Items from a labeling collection
————
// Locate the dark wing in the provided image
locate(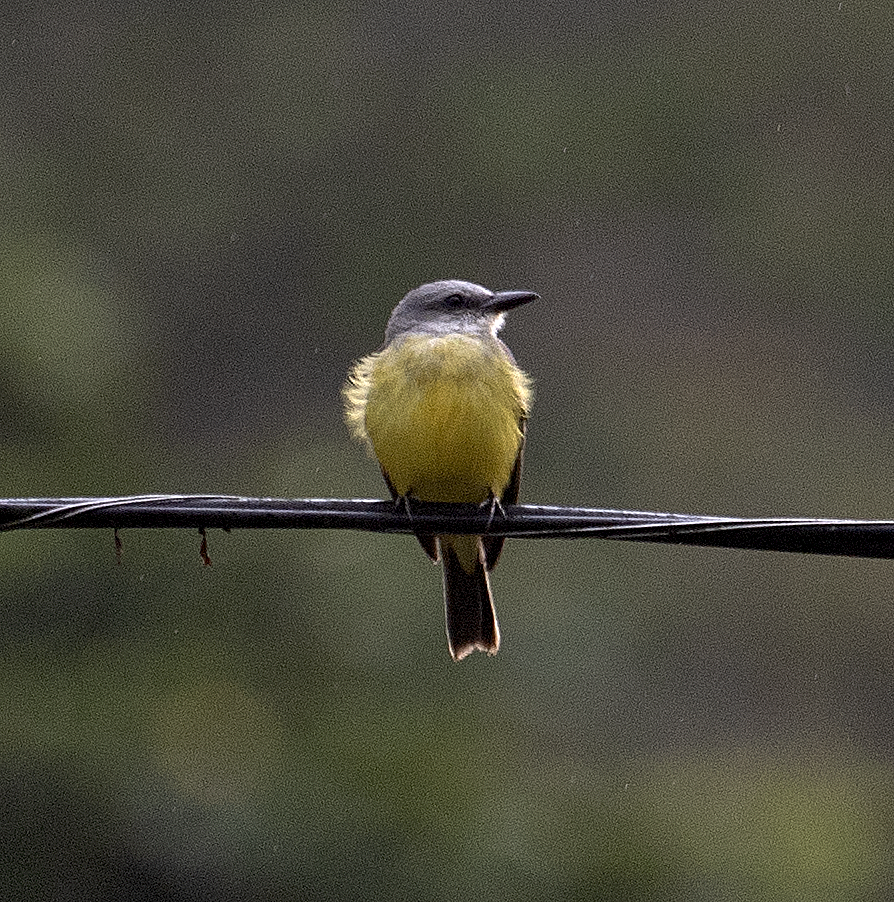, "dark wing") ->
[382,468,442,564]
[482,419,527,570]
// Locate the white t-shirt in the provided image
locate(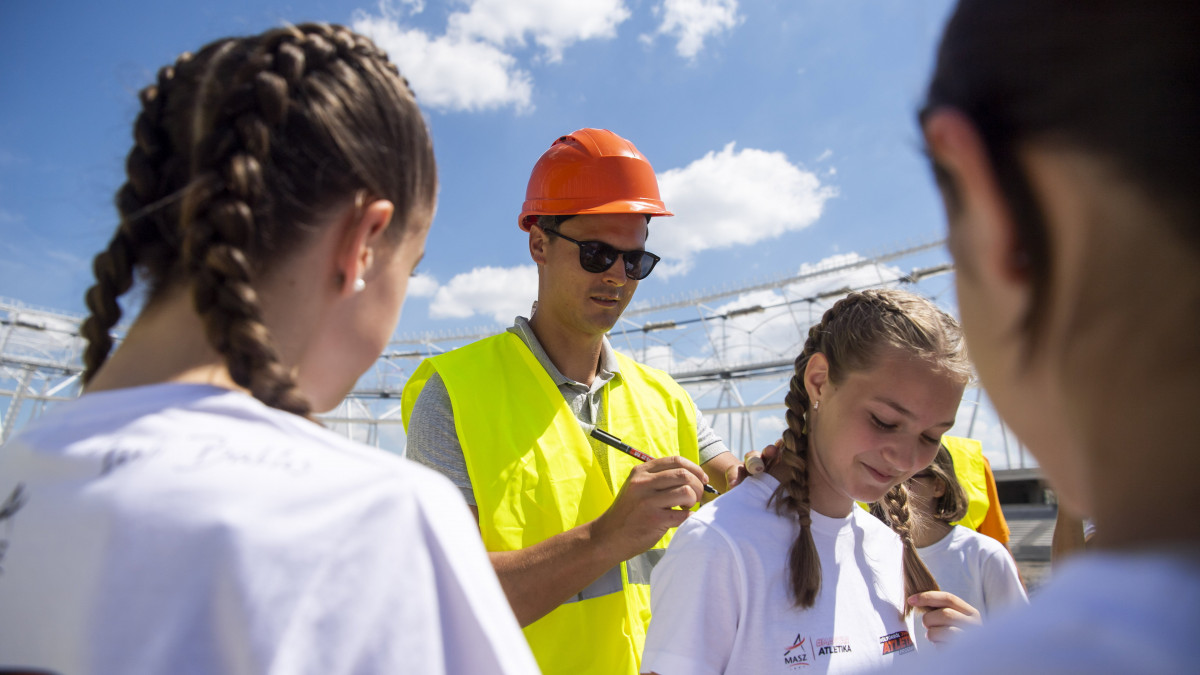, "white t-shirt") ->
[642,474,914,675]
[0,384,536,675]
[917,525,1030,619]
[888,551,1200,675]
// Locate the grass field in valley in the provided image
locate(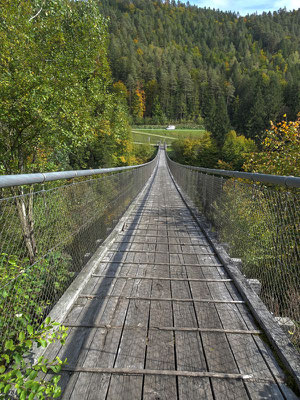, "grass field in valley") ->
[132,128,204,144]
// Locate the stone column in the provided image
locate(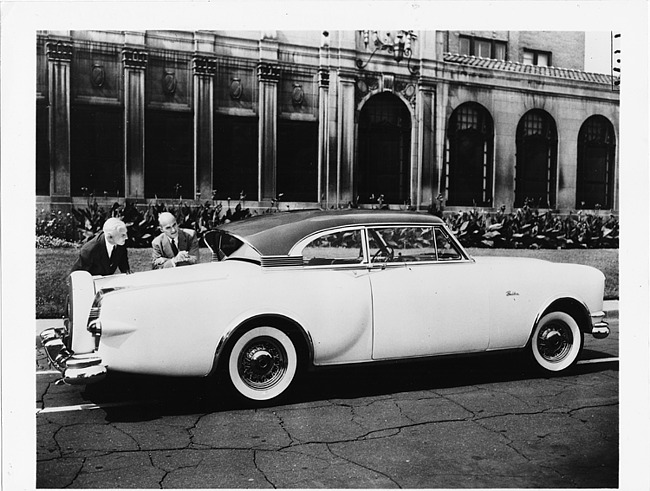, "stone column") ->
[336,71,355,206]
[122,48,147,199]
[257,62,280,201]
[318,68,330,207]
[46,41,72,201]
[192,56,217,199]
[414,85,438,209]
————
How many lines of the listing contain the word "image", with case counting? Reply with the number alone.

4